• [AIM] Copy out word for word the data lines starting with the line that contains "of the upper" and going on through the final line of the data.

• [GIVEN RECORDS]
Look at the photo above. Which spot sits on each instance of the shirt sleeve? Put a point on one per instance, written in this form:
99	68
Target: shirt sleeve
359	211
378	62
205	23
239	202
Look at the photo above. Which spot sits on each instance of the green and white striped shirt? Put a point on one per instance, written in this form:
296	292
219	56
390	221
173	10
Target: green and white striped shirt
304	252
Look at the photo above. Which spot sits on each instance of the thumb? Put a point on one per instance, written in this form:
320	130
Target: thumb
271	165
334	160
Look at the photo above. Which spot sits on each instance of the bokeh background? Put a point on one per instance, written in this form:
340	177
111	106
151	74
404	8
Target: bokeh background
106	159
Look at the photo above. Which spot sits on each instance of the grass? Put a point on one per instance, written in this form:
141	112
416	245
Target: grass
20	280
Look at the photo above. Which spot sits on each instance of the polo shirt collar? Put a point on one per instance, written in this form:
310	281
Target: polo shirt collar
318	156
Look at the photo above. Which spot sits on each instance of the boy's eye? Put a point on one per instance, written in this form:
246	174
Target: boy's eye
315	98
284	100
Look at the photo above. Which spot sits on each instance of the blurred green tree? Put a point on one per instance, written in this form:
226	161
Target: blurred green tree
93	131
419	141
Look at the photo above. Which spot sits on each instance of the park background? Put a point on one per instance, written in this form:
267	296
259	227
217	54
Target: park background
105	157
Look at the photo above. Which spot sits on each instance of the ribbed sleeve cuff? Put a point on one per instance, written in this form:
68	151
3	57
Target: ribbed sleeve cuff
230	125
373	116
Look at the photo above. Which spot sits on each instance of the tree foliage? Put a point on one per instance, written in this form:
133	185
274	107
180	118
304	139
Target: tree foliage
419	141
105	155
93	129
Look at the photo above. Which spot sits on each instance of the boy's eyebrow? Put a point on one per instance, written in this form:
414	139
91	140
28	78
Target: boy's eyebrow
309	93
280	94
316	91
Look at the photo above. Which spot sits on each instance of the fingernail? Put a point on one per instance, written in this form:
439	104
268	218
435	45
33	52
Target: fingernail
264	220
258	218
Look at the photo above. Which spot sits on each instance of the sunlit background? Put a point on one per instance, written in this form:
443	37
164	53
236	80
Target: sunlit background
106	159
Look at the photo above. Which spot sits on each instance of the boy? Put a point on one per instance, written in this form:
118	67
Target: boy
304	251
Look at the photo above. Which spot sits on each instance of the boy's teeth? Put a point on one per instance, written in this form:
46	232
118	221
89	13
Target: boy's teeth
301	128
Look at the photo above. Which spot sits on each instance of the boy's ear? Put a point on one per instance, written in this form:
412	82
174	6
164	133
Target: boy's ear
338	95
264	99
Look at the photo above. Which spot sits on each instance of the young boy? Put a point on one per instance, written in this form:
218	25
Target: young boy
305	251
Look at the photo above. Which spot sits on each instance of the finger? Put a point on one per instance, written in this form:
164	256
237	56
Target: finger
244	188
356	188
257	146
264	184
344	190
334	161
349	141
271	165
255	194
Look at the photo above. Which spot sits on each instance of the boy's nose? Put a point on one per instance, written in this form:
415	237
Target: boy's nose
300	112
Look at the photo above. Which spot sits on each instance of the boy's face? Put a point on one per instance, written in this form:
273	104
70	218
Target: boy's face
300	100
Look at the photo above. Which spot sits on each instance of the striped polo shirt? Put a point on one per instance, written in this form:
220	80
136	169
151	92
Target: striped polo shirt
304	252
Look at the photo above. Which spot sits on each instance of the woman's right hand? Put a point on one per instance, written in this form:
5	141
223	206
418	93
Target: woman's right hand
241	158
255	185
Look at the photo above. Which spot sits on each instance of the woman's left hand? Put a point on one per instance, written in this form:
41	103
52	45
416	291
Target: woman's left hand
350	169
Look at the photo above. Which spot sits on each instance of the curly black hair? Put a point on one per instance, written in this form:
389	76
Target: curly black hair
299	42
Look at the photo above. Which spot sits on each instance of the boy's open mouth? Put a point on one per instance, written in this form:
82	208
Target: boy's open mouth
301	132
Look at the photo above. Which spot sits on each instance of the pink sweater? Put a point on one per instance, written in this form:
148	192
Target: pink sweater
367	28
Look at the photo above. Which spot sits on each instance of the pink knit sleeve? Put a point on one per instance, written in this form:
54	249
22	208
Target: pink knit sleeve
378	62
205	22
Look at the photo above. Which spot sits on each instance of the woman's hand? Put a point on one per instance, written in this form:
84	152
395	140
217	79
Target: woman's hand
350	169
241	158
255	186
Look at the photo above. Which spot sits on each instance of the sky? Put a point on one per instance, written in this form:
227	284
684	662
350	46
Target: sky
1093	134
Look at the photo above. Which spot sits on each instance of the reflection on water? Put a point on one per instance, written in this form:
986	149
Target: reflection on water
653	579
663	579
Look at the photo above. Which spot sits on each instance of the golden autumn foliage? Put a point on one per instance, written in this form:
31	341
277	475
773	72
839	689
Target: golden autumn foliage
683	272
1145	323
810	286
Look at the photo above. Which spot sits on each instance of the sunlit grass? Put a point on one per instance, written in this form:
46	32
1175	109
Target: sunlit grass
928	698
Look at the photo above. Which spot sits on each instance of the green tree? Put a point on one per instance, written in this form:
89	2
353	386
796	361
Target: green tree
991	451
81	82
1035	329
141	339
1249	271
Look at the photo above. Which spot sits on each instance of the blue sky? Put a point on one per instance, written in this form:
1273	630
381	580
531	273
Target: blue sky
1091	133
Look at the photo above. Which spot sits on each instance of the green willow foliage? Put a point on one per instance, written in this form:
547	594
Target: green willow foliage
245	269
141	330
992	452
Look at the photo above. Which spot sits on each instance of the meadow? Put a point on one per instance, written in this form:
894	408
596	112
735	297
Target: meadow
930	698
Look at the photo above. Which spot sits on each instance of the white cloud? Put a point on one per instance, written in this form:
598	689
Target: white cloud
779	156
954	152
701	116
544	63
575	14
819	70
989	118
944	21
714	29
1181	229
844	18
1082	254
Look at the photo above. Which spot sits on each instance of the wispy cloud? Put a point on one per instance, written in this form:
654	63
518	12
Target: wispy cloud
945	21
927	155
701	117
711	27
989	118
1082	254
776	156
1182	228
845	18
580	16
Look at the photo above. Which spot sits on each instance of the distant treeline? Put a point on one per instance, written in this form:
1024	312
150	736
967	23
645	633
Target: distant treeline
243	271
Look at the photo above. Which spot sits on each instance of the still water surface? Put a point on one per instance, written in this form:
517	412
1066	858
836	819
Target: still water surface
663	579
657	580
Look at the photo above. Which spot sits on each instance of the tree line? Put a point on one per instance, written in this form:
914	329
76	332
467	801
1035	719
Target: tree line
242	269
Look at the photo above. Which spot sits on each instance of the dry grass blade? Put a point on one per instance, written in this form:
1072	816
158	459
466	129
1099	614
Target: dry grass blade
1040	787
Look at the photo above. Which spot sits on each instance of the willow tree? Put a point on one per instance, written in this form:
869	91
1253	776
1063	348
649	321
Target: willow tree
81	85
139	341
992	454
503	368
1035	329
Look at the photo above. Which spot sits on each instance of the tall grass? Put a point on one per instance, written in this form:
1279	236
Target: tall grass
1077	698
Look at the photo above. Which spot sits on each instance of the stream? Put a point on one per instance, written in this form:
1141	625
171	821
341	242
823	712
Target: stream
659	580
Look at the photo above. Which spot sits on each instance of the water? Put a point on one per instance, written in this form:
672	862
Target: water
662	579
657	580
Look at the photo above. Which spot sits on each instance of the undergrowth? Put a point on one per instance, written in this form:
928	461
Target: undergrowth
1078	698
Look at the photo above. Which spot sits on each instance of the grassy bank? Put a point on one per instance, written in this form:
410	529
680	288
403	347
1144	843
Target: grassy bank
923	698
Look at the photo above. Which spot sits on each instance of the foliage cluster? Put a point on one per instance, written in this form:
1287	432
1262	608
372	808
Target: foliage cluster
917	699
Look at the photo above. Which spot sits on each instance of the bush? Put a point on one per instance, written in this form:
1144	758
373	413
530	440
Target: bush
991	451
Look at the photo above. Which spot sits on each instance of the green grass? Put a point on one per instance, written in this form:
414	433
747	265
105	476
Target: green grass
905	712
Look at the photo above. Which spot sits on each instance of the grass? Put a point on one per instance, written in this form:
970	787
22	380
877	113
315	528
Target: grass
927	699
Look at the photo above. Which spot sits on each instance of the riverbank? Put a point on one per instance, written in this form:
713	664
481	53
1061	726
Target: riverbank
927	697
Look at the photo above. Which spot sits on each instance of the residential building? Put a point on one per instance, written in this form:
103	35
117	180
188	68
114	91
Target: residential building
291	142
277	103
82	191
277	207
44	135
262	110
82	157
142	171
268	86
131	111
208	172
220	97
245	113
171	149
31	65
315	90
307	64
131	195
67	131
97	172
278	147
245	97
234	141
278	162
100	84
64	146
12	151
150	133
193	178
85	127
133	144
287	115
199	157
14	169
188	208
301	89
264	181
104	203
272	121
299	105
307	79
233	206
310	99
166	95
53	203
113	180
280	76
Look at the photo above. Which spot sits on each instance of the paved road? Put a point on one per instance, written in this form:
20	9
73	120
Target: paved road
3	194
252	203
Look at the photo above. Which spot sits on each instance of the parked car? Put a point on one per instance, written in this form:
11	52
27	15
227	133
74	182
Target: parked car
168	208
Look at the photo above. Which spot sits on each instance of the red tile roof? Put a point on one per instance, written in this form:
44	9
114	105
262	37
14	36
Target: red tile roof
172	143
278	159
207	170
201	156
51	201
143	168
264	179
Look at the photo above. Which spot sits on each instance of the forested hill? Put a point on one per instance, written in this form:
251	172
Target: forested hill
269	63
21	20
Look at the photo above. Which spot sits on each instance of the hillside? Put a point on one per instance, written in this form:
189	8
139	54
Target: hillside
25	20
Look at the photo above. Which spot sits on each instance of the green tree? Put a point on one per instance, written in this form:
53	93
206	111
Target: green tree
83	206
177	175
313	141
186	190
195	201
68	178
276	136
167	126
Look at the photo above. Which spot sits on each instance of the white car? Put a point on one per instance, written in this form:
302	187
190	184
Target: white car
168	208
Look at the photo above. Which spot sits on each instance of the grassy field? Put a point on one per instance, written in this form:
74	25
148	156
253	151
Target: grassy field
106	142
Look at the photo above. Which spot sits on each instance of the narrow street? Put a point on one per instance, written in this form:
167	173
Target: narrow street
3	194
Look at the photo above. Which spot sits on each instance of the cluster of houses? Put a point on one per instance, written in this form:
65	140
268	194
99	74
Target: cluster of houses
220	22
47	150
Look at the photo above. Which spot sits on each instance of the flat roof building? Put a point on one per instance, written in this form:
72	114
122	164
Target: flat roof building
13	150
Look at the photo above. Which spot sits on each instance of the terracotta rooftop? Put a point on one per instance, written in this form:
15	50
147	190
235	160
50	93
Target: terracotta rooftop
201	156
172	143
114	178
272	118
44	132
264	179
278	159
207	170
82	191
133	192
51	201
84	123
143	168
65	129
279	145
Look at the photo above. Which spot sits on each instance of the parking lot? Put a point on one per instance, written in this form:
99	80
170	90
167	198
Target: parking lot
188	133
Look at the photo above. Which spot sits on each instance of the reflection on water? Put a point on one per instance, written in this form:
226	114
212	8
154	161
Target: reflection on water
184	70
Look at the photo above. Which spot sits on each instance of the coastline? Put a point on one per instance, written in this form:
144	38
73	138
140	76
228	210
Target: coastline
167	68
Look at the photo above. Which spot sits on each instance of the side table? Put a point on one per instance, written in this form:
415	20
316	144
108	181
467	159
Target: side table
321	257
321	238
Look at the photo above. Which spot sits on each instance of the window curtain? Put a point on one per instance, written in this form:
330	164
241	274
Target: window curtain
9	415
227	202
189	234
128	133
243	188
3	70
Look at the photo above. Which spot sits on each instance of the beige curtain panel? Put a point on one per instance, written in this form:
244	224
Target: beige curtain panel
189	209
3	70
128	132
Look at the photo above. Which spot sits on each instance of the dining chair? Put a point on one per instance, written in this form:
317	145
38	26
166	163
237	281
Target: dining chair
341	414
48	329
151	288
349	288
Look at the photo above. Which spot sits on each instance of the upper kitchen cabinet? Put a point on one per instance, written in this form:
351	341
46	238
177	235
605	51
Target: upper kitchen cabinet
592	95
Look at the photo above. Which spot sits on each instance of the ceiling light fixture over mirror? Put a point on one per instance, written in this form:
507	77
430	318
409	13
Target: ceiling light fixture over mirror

• [SOLUTION TO THE EXERCISE]
Look at the photo above. Which spot sits on each instance of the upper kitchen cabinet? Put a point on one per instance, written in this form:
351	341
46	238
177	235
605	51
Target: upper kitchen cabinet
592	95
Look at the photo above. Which spot sits on each instance of the ceiling light fixture over mirror? Put a point on one per instance, written in this form:
507	77
430	318
409	13
Target: ceiling light fixture over mirror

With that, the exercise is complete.